### THE EXERCISE
Nothing but the lines from the line with "Category: white window frame" through the end of the data is to be copied, and each is to be copied exactly.

### SOURCE RECORDS
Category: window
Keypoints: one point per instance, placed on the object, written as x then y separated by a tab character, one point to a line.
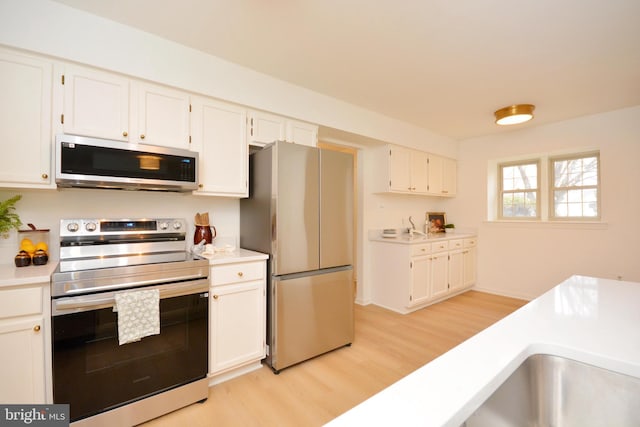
519	190
575	186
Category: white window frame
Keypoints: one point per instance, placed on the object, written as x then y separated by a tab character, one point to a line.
552	188
502	191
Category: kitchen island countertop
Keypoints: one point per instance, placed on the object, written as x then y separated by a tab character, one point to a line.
586	319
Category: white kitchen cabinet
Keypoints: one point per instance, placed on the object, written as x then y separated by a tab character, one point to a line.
265	128
408	171
219	136
301	133
470	260
161	115
439	271
25	121
409	276
449	177
420	275
96	103
442	176
237	328
107	105
22	340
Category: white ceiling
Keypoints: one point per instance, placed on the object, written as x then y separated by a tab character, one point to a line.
440	64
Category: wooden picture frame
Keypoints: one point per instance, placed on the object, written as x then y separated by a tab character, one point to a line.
436	222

### TASK SOLUTION
Category: white window frame
Keypoints: one point per instance, placed on the object, written as x then y separated by a tab character, one point to a line.
552	188
502	191
Category: kitchen island countertop
Keypoints: one point per instance, placed on the object, written as x then y separated by a tab character, one point to a line.
586	319
Category: white kitchen cabinet
Keypoints: one point per instance, placed on the object, written as x then y separated by a tab character, one point to a line.
265	128
408	171
219	136
301	133
470	260
161	115
439	271
25	121
409	276
449	177
420	275
96	103
442	176
237	328
107	105
22	340
Category: white ceiling
Keypoints: one point per instance, placed on the object, written as x then y separated by a tab character, one point to a line.
440	64
Category: wooden picture frame
Keypoints: one point per instance, placed on the object, written as x then y separated by a tab character, one point to a line.
436	222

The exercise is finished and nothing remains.